━━ Selected excerpt

32 of 258 comments (clear)

  1. Impractical to who? by scruffy · · Score: 5, Insightful

    I suppose privacy is impractical to those who want to sell our personal information.

    1. Re:Impractical to who? by Anonymous Coward · · Score: 4, Informative

      actually, they would be quite stupid to sell ... because when I consider how much time I spend with google services compared to anything else, they must know about five times as much about me as the next best competitor ... so selling stuff that helps their competition would be really not a good idea ;)

    2. Re:Impractical to who? by alphatel · · Score: 5, Funny

      Why would the need to sell our demographic information to advertisers? They are a company that offers free profile pages to plus one enthusiasts.

      --
      When the foot seeks the place of the head, the line is crossed. Know your place. Keep your place. Be a shoe.
    3. Re:Impractical to who? by egamma · · Score: 5, Interesting

      "but the data they use to do so never leaves their own servers."

      I guess you believe everything you hear/read....

      Why would the data leave their servers? They don't need to sell the information to advertisers--they simply tell advertisers, "We know everything about everyone. We will put your ad in front of the 1 million people most likely to respond. You don't need us to sell their information to you--they will provide it when they buy your product."

    4. Re:Impractical to who? by Anonymous Coward · · Score: 4, Funny

      Dude - get your monopolies straight! It's Girl Scouts with the cookies, Boy Scouts with the popcorn, and Congress with the assholes!

      It's that last one which doesn't leave many unfilled niches for world dominating companies like Google.

━━━━

* [Problem to solve] Please reproduce the comment thread above word for word, starting at "Why would the need" and ending at "everything you hear/read....".

━━ Dataset content

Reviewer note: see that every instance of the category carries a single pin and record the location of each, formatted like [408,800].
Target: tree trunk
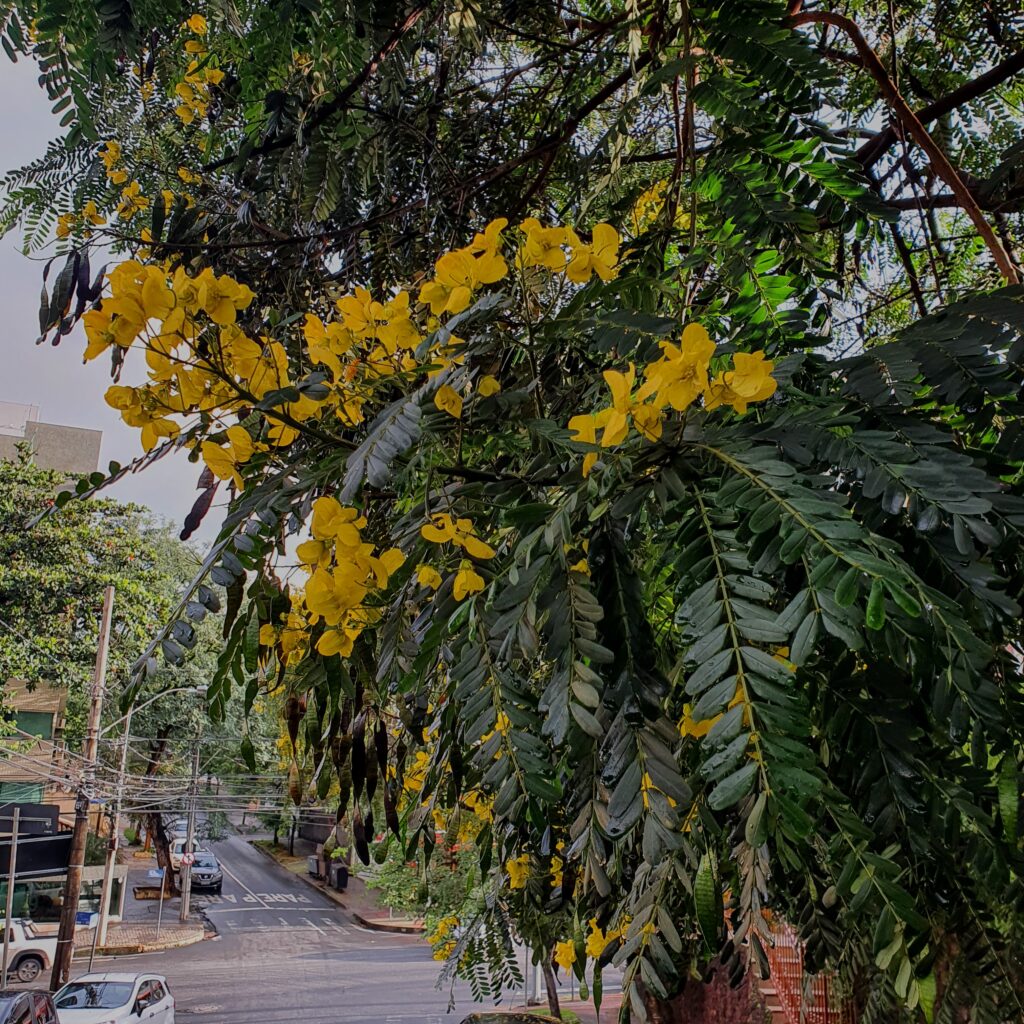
[155,821]
[551,987]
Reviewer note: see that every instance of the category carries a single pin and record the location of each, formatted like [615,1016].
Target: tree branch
[339,101]
[940,162]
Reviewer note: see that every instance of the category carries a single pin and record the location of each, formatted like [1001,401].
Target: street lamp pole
[112,848]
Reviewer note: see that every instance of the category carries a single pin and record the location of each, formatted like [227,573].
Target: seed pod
[390,812]
[295,782]
[293,716]
[371,764]
[380,742]
[344,790]
[358,758]
[359,836]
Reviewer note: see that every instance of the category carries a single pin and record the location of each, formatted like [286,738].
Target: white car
[116,998]
[177,848]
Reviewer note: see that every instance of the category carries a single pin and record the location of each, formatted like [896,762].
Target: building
[33,763]
[70,450]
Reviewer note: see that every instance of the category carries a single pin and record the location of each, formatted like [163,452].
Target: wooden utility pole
[76,863]
[11,876]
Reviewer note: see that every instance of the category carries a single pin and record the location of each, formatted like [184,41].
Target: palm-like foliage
[774,656]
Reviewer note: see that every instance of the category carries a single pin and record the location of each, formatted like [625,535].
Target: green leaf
[875,615]
[731,788]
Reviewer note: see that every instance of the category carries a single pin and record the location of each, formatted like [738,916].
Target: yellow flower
[518,869]
[442,529]
[543,246]
[467,582]
[111,155]
[565,953]
[331,520]
[132,201]
[452,289]
[751,380]
[486,386]
[224,463]
[449,400]
[428,577]
[646,419]
[600,257]
[91,214]
[689,727]
[680,376]
[596,940]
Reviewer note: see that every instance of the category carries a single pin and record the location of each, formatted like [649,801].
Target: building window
[20,793]
[36,723]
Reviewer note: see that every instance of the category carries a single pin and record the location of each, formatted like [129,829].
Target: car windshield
[98,994]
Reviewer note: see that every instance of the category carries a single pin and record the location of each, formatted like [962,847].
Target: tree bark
[551,987]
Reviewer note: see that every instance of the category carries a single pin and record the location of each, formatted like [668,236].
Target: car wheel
[29,968]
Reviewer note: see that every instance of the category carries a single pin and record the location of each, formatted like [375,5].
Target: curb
[132,949]
[374,926]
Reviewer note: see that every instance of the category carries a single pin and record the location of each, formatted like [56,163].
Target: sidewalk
[358,899]
[131,937]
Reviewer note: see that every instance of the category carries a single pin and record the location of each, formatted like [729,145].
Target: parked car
[116,998]
[178,847]
[31,953]
[207,872]
[27,1008]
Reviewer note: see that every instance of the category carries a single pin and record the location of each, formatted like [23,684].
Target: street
[287,953]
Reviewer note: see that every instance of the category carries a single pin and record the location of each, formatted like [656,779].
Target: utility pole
[76,862]
[112,847]
[189,836]
[11,876]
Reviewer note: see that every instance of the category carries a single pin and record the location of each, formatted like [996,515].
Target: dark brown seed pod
[372,769]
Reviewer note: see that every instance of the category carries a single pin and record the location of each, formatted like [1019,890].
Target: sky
[55,379]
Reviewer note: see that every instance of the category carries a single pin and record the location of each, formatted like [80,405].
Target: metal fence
[805,998]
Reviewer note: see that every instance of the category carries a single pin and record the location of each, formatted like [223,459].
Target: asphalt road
[287,953]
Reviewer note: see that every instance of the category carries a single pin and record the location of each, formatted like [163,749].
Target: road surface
[287,954]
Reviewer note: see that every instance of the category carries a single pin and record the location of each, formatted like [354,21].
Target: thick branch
[870,153]
[341,99]
[940,162]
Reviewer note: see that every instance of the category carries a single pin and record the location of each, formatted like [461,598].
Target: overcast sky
[55,379]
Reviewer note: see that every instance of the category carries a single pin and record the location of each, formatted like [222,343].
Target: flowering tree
[633,485]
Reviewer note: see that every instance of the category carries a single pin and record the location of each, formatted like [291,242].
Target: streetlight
[112,847]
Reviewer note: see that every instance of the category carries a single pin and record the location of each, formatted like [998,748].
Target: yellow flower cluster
[565,953]
[132,202]
[675,381]
[546,247]
[518,870]
[69,223]
[111,157]
[194,91]
[598,941]
[461,532]
[199,359]
[344,571]
[440,937]
[648,208]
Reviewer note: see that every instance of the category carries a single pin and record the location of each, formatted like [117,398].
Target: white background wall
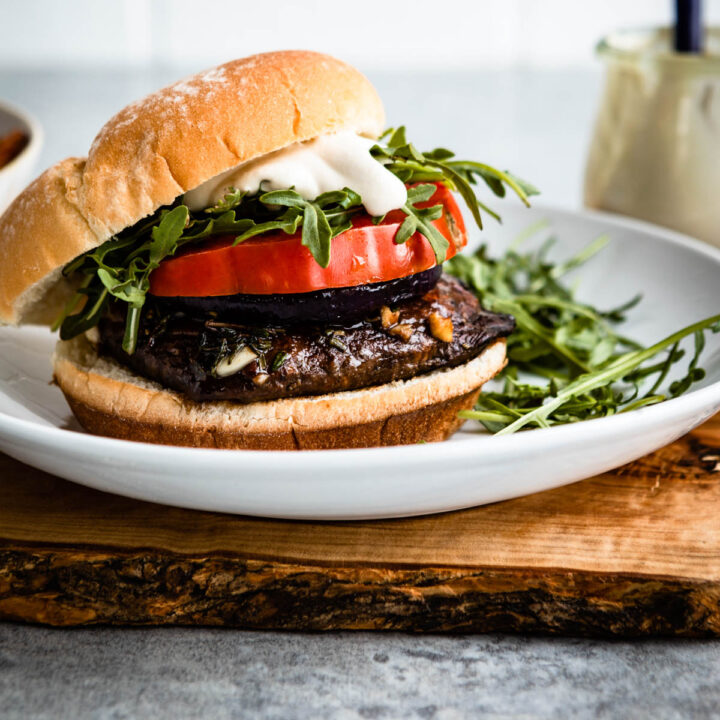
[374,34]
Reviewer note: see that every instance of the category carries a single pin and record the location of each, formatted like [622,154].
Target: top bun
[163,146]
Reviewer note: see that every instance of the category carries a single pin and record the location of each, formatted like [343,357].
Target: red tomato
[278,263]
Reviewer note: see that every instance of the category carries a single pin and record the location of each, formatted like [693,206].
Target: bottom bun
[108,399]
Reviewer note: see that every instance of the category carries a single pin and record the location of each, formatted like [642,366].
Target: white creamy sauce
[327,163]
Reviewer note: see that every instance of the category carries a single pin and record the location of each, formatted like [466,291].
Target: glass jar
[655,153]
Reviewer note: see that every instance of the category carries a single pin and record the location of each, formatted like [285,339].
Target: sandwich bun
[108,399]
[162,146]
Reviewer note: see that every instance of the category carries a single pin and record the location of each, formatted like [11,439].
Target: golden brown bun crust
[109,400]
[166,144]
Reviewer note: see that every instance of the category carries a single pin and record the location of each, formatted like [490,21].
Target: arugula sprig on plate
[121,267]
[567,360]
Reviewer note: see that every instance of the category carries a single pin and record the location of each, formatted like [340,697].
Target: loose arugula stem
[616,371]
[590,370]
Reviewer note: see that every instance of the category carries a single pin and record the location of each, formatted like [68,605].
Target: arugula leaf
[590,370]
[120,268]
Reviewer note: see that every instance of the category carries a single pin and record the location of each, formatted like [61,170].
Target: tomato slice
[279,263]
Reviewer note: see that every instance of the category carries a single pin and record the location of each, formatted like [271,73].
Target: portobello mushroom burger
[245,260]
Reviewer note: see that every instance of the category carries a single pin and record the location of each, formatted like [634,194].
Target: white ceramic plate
[680,279]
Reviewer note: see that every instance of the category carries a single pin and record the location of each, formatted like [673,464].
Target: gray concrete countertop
[538,124]
[184,673]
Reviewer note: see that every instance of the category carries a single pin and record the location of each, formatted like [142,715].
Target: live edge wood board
[630,553]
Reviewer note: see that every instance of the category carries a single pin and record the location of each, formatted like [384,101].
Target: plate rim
[22,430]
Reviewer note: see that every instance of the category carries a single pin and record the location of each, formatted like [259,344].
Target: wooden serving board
[634,552]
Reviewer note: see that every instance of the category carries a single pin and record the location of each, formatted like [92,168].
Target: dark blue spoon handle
[688,26]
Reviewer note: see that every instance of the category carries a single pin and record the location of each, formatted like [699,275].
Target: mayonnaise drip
[329,162]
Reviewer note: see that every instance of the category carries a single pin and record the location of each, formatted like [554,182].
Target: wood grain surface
[633,552]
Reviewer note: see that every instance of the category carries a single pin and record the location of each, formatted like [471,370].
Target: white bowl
[15,175]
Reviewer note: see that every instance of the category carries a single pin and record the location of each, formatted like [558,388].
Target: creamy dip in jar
[655,152]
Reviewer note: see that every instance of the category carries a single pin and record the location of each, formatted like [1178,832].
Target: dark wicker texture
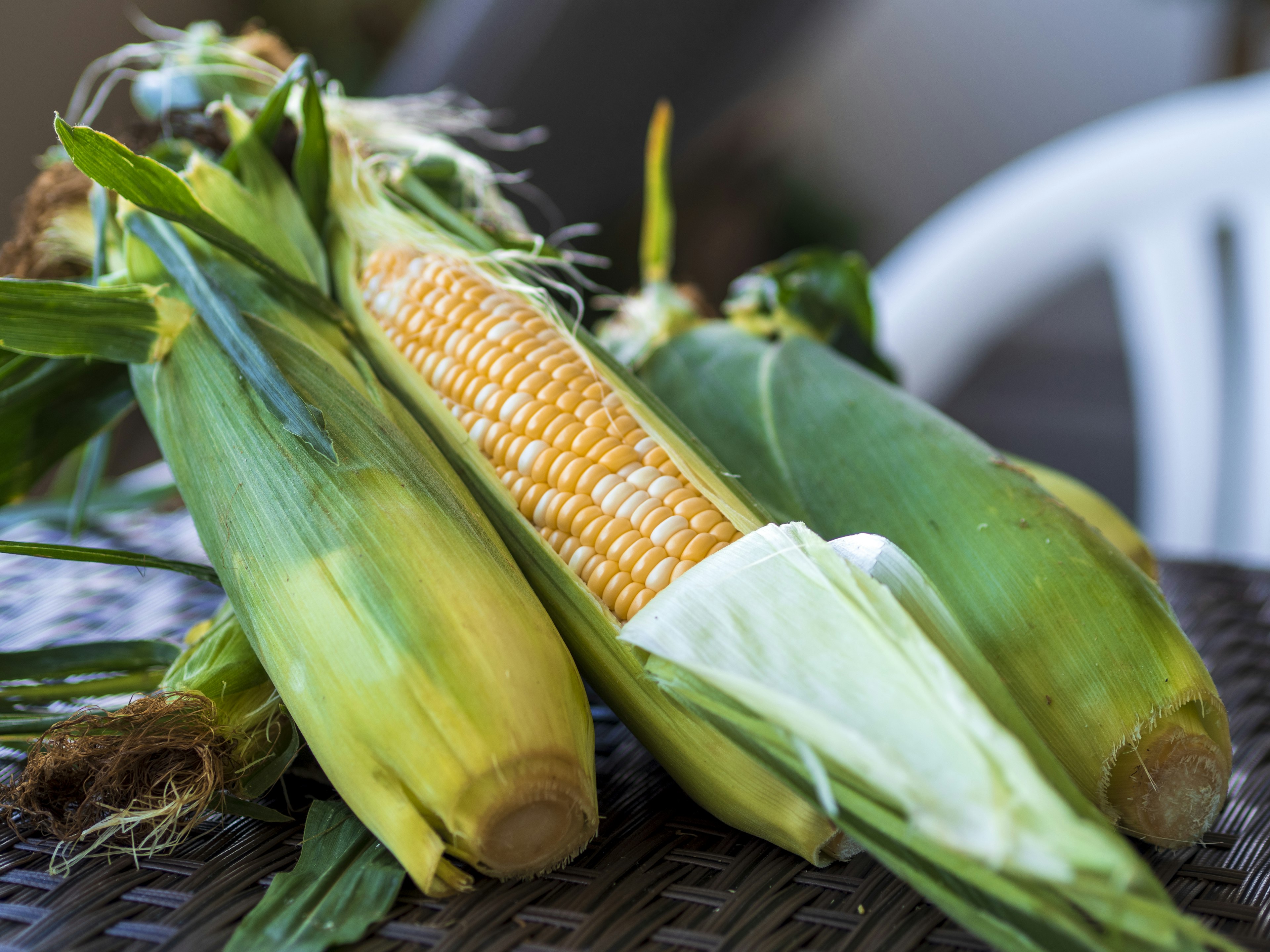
[663,875]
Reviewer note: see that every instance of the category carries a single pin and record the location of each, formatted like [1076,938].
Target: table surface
[663,874]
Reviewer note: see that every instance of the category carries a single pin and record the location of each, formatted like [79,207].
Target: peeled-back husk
[712,769]
[1085,642]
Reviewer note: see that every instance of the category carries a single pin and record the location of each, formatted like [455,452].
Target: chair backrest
[1174,198]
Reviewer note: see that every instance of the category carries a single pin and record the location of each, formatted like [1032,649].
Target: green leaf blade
[108,556]
[233,333]
[346,880]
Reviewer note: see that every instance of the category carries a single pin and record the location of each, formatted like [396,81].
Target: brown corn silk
[600,489]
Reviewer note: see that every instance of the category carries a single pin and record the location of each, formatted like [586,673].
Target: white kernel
[530,455]
[618,496]
[661,575]
[644,475]
[540,512]
[443,366]
[581,558]
[604,488]
[663,487]
[486,394]
[633,502]
[501,331]
[666,529]
[512,404]
[641,512]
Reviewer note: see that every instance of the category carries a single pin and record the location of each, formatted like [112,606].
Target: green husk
[1085,642]
[437,747]
[869,719]
[709,767]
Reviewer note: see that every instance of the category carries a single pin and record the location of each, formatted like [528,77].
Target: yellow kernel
[703,521]
[679,496]
[543,465]
[554,507]
[590,535]
[557,427]
[690,507]
[621,546]
[530,500]
[544,416]
[619,456]
[642,600]
[614,588]
[656,457]
[577,516]
[723,531]
[610,534]
[599,449]
[679,542]
[586,440]
[625,600]
[699,547]
[644,563]
[662,574]
[603,575]
[573,471]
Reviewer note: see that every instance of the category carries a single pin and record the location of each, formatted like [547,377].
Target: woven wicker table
[662,874]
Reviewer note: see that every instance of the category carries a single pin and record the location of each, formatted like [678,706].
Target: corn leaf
[265,178]
[269,120]
[657,242]
[160,191]
[312,164]
[48,408]
[108,556]
[233,333]
[820,293]
[345,881]
[89,658]
[124,324]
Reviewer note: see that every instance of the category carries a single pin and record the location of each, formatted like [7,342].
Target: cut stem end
[1170,789]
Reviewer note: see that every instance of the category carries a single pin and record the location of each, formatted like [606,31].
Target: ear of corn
[884,733]
[1084,642]
[709,767]
[450,724]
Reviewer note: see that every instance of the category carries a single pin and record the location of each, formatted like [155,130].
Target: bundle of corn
[1085,642]
[601,497]
[440,701]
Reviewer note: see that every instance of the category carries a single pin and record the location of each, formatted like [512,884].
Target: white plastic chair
[1147,193]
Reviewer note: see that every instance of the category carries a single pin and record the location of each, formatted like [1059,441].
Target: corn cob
[373,256]
[1082,639]
[596,485]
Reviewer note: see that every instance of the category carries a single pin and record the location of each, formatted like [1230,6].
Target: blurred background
[841,122]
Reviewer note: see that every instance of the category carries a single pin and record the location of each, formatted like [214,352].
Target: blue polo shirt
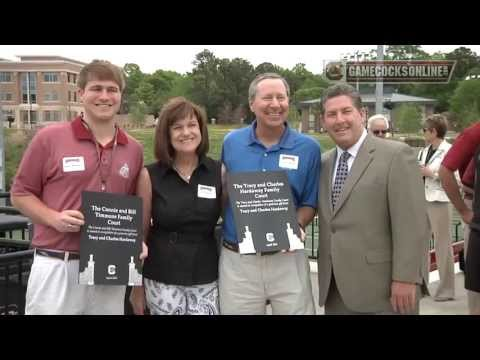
[243,152]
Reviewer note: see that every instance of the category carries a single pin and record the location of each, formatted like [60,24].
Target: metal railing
[15,264]
[311,240]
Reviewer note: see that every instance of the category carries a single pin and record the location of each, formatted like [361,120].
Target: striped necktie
[340,177]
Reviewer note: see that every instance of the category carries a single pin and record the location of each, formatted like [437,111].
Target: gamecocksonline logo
[391,71]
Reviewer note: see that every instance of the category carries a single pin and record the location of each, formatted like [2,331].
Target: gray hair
[371,119]
[252,89]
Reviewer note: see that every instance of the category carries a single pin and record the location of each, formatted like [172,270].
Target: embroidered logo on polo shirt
[124,171]
[288,161]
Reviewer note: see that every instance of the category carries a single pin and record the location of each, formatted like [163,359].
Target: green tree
[309,94]
[133,77]
[465,102]
[267,67]
[138,113]
[407,118]
[234,79]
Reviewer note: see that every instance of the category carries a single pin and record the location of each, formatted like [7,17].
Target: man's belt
[234,247]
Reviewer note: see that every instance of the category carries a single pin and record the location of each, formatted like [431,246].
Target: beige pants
[53,289]
[473,297]
[439,214]
[334,304]
[246,282]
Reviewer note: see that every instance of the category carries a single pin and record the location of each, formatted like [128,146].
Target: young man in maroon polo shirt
[461,157]
[62,160]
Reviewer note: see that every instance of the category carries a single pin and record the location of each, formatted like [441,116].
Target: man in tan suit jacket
[373,243]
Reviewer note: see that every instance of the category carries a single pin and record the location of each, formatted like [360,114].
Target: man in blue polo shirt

━━━━

* [Task response]
Why would the need to sell our demographic information to advertisers? They are a company that offers free profile pages to plus one enthusiasts.

      --
      When the foot seeks the place of the head, the line is crossed. Know your place. Keep your place. Be a shoe.
    3. Re:Impractical to who? by egamma · · Score: 5, Interesting

      "but the data they use to do so never leaves their own servers."

      I guess you believe everything you hear/read....